▶ Extrait à lire:
——————————
J’ai souvent entendu que la peinture n’est pas là pour donner du sens à la vie, ni pour se positionner sur des questions de société. C’est sûrement moins vrai pour une grande partie de l’art contemporain qui cherche à dénoncer des injustices, des désordres sociaux, des atteintes à la liberté.
Mais la peinture n’est-elle pas, toujours, confrontée à la question du sens ? Les peintres n’interprètent-ils pas la réalité qu’ils ont sous les yeux ? Entre le réel (les choses telles qu’elles sont), la réalité (les choses telles qu’elles sont pour quelqu’un) et ce qu’exprime un peintre, il y a des écarts qui donnent une orientation, un sens, au sujet peint sur la toile.
Cette exposition de textes placés en regard d’œuvres révèle le sens produit par l’interprétation de l’auteur. Ce sens prolonge ou infléchit le sens que l’artiste à créé en faisant tous les choix artistiques qui ont conduit à une œuvre (choix des matériaux, choix du cadrage, choix de ce qui est représenté, de ce qui est amplifié, recomposé etc.). Et celui qui regarde une exposition ajoute, à son tour, du sens à tous ces sens.
Même quand une œuvre ne semble pas avoir de sens, quand elle suscite en nous l’incompréhension, elle crée néanmoins du sens. En effet, tout ce que nous voyons, tout ce que nous percevons, enrichit notre base de données personnelle, à partir de laquelle nous appréhendons la vie. Ce qui est étrange comme ce qui nous est familier vient enrichir notre mémoire, cette mémoire dans laquelle nous piochons ce qui nous permettra de penser quelque chose de notre présent, ce qui nous permettra d’avoir une meilleure compréhension de la vie ou, à tout le moins, une plus grande sensibilité à ce qui constitue la vie. C’est en accumulant des expériences de la vie que nous pouvons reconnaître ce qui fait la vie dans sa complexité, et l’apprécier.
——————————
▶ Lignes de données:
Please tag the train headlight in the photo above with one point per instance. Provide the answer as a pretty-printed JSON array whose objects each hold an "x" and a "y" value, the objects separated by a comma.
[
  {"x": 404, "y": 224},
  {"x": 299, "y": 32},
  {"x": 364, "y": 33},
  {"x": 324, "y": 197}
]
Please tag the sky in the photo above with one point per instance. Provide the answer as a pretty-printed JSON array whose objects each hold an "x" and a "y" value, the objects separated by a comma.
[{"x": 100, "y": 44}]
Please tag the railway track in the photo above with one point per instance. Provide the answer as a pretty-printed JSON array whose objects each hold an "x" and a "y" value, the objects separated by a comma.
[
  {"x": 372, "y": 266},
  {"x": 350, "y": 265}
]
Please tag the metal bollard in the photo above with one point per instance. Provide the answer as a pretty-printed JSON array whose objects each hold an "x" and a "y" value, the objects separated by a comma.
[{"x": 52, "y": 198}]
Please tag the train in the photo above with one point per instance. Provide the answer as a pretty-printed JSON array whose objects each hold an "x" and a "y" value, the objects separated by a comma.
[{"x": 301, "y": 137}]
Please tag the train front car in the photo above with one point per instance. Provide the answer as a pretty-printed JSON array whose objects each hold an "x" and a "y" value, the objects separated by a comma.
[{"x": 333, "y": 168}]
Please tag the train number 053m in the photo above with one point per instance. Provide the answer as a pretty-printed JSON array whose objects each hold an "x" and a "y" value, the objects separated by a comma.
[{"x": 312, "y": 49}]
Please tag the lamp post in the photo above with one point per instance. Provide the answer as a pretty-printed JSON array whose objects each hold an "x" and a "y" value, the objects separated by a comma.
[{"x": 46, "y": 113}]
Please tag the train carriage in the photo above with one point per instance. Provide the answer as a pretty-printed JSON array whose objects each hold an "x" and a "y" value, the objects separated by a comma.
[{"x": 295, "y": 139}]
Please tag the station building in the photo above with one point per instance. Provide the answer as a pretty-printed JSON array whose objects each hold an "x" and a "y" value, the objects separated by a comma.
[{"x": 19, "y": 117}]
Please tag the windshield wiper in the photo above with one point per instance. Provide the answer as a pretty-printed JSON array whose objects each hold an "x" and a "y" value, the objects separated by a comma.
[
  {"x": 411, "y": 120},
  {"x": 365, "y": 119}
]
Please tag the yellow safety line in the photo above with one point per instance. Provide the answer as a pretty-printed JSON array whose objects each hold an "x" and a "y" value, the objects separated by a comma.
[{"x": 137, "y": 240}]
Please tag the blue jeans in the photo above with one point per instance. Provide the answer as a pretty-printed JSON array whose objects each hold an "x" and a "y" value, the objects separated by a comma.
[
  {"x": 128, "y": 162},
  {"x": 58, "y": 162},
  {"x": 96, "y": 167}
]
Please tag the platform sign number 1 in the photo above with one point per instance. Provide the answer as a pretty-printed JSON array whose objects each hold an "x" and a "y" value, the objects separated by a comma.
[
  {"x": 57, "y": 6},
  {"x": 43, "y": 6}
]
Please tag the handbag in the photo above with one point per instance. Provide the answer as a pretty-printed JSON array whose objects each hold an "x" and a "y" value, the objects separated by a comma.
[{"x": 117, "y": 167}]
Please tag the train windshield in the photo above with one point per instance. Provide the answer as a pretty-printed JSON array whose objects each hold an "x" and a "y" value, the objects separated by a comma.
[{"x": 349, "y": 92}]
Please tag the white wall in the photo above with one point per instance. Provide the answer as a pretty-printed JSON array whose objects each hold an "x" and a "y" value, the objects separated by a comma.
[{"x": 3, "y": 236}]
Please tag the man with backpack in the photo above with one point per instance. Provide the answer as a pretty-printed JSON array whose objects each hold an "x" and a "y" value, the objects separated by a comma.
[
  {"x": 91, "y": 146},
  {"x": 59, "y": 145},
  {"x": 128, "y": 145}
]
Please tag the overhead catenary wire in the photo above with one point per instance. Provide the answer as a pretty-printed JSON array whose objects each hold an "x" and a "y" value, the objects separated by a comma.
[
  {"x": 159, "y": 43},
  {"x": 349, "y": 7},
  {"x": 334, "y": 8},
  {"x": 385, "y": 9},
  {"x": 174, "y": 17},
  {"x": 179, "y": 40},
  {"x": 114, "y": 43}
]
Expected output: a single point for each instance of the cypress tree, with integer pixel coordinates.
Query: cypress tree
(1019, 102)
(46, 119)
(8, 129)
——————————
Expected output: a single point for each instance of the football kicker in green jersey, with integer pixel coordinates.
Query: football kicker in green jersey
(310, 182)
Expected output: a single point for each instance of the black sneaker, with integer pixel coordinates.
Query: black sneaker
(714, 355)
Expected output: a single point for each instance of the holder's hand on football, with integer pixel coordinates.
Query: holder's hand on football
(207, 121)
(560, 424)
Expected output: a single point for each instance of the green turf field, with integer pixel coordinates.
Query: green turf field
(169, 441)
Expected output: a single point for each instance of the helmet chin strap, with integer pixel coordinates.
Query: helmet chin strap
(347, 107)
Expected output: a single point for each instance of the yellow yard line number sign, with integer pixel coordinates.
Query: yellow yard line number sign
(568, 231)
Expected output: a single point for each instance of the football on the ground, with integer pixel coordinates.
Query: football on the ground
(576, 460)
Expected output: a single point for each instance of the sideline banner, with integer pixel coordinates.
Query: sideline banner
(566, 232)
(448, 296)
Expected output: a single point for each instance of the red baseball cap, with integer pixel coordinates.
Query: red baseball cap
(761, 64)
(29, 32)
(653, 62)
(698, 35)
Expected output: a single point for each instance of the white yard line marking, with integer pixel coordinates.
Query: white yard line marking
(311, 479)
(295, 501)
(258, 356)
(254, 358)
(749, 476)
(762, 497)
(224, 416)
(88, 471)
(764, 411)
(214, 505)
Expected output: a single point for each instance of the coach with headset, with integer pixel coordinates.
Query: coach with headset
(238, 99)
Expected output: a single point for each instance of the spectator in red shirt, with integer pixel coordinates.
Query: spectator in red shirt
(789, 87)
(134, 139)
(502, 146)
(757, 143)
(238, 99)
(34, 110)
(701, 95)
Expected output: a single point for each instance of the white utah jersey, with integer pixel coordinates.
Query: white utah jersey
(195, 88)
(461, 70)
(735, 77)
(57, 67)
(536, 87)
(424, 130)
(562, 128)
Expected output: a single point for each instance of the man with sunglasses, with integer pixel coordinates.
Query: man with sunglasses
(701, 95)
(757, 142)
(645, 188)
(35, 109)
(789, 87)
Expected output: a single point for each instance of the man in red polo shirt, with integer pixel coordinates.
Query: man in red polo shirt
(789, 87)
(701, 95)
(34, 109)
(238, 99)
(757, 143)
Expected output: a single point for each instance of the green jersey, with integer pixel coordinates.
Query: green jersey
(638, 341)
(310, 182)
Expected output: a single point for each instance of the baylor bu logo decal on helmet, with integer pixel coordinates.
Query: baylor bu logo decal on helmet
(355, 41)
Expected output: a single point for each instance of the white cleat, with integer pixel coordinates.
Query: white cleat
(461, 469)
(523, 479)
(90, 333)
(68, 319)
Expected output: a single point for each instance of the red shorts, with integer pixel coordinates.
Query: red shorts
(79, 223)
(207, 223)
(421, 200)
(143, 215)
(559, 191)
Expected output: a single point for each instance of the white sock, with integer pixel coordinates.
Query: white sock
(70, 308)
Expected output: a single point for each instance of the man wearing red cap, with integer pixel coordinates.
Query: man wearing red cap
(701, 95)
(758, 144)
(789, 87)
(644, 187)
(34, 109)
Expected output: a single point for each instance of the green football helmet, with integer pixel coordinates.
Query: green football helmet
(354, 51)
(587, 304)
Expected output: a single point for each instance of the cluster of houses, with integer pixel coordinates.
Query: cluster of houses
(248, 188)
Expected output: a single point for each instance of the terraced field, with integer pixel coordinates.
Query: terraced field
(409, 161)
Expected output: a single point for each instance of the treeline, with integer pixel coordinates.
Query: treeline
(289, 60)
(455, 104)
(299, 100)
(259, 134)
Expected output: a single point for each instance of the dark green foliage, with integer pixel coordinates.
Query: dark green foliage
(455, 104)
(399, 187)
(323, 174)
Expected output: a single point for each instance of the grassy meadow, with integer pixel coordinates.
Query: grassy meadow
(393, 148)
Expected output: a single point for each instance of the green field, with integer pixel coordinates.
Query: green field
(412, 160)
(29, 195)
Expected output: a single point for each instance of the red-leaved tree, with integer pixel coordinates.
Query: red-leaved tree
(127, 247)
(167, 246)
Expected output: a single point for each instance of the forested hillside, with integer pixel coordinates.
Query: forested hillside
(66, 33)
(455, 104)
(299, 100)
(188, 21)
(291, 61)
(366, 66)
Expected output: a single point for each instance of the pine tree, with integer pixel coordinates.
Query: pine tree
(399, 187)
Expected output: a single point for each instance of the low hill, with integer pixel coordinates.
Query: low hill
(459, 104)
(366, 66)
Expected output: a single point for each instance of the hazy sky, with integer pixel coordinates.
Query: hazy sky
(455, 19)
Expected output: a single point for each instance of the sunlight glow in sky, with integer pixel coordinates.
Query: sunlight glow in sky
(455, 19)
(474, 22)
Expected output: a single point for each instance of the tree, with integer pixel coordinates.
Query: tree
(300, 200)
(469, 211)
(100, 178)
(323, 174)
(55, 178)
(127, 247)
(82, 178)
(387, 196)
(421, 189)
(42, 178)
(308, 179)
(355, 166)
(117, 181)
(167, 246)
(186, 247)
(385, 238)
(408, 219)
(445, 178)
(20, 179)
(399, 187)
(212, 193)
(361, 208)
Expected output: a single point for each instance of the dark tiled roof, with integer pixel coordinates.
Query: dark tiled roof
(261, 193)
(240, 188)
——————————
▶ Consigne écrite 1:
Répondez aux questions suivantes d'après l'extrait sur la peinture :
(a) Comment la réalité est-elle définie entre parenthèses ?
(b) Qu'ajoute, à son tour, celui qui regarde une exposition ?
(c) Qu'est-ce qui enrichit notre base de données personnelle ?
▶ Consigne écrite 2:
Recopiez, s'il vous plaît, le passage de l'extrait sur la peinture qui commence à « Mais la peinture » et se termine à « tous ces sens. ».

▶ Réponse correcte 1:
(a) Les choses telles qu'elles sont pour quelqu'un.
(b) Du sens à tous ces sens.
(c) Tout ce que nous voyons, tout ce que nous percevons.

▶ Réponse correcte 2:
Mais la peinture n’est-elle pas, toujours, confrontée à la question du sens ? Les peintres n’interprètent-ils pas la réalité qu’ils ont sous les yeux ? Entre le réel (les choses telles qu’elles sont), la réalité (les choses telles qu’elles sont pour quelqu’un) et ce qu’exprime un peintre, il y a des écarts qui donnent une orientation, un sens, au sujet peint sur la toile.
Cette exposition de textes placés en regard d’œuvres révèle le sens produit par l’interprétation de l’auteur. Ce sens prolonge ou infléchit le sens que l’artiste à créé en faisant tous les choix artistiques qui ont conduit à une œuvre (choix des matériaux, choix du cadrage, choix de ce qui est représenté, de ce qui est amplifié, recomposé etc.). Et celui qui regarde une exposition ajoute, à son tour, du sens à tous ces sens.